▸ **AIM OF THE TASK**: Continue the article about microalgae swimming in viscosity gradients, picking up after its final sentence.

▸ **EXCERPT TO READ**:
Thursday, May 27, 2021
Researchers at Tufts describe a novel motility mechanism that allows swimming cells to escape from viscous environments.
The swimming trajectories of biflagellated microalgae in a microfluidic experiment
The swimming trajectories (left) of biflagellated microalgae in a microfluidic experiment exhibit avoidance of high fluid viscosity regions (blue) by turning toward regions of low viscosity.

Microbial movement regulates biological functions from reproduction in animals to photosynthesis in single-celled plankton and bacterial infections of endangered coral. These swimming cells are susceptible to changes in the viscosity, or thickness, of the fluid, which can be locally augmented in biofilms and mucus.

Numerous studies have described the movement of swimming cells in homogenous, or single, viscous fluids. However, microorganisms are often found in inhomogenous viscous environments. These environments contain both a high and low viscous fluid creating a gradient. Despite the importance of microorganism movement in varying viscosities, a definitive paradigm for swimming cell transport in viscosity gradients has not been established. Additionally, the physical mechanisms controlling cell motility within these gradients have also remained unresolved.

Recent work by Associate Professor Jeffrey Guasto’s group of the Department of Mechanical Engineering and colleagues analyzes the movement of biflagellated microalgae (Chlamydomonas reinhardtti) within controlled viscosity gradients. The results provide the first direct evidence of biflagellated microalga’s viscophobia, or its aversion to accumulating in high viscosity regions.

▸ **INFORMATION SHOWN**:
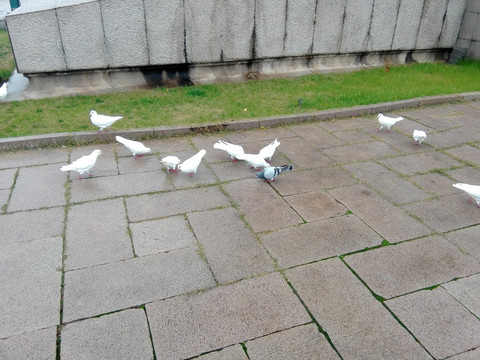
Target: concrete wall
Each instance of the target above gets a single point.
(120, 34)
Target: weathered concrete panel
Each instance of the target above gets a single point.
(269, 28)
(165, 31)
(408, 22)
(358, 15)
(299, 27)
(203, 26)
(125, 35)
(82, 36)
(328, 26)
(431, 24)
(237, 36)
(384, 19)
(452, 23)
(36, 42)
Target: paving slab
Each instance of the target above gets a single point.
(446, 213)
(109, 186)
(34, 345)
(358, 325)
(264, 210)
(387, 220)
(97, 234)
(101, 289)
(399, 269)
(319, 240)
(30, 277)
(122, 335)
(394, 187)
(147, 207)
(315, 205)
(325, 177)
(30, 225)
(223, 316)
(49, 189)
(231, 249)
(438, 321)
(154, 236)
(467, 291)
(302, 342)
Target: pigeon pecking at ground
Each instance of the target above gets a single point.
(171, 163)
(191, 164)
(419, 136)
(268, 151)
(83, 165)
(388, 122)
(103, 121)
(136, 147)
(472, 190)
(270, 173)
(232, 149)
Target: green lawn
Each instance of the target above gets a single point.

▸ **YOUR RESPONSE**:
The research team designed microfluidic devices to precisely control the strength of the viscosity gradient. They created a stratified viscous environment using polymer additives to locally increase the viscosity. Observations performed in the absence of a viscosity gradient showed that the cells randomly move and spread out uniformly across the channel. A moderate viscosity gradient yields a slight accumulation in the high viscosity region due to a reduction in cell swimming speed as expected. However, a strong gradient reveals a viscophobic outcome in which the swimming cells accumulate in the low viscosity regions. This result runs counterintuitive to some theoretical studies whereby cells are predicted to accumulate in high viscosity regions and exposes an underlying viscophobic movement bias within the cells.

The team hypothesizes that this viscophobic movement is due to the cell experiencing a slight imbalance in the pulling force between its two flagella. The flagellum in the higher viscosity exerts a larger force on its surrounding compared to the flagellum in the low viscosity, resulting in a rotation that directs the cell down the gradient. This reorientation enables the swimming cells to escape from the high viscosity region. The team also observed mutant C. reinhardtii with shorter flagella rotated slower, supporting the hypothesized model that guides cell transport in viscosity gradients.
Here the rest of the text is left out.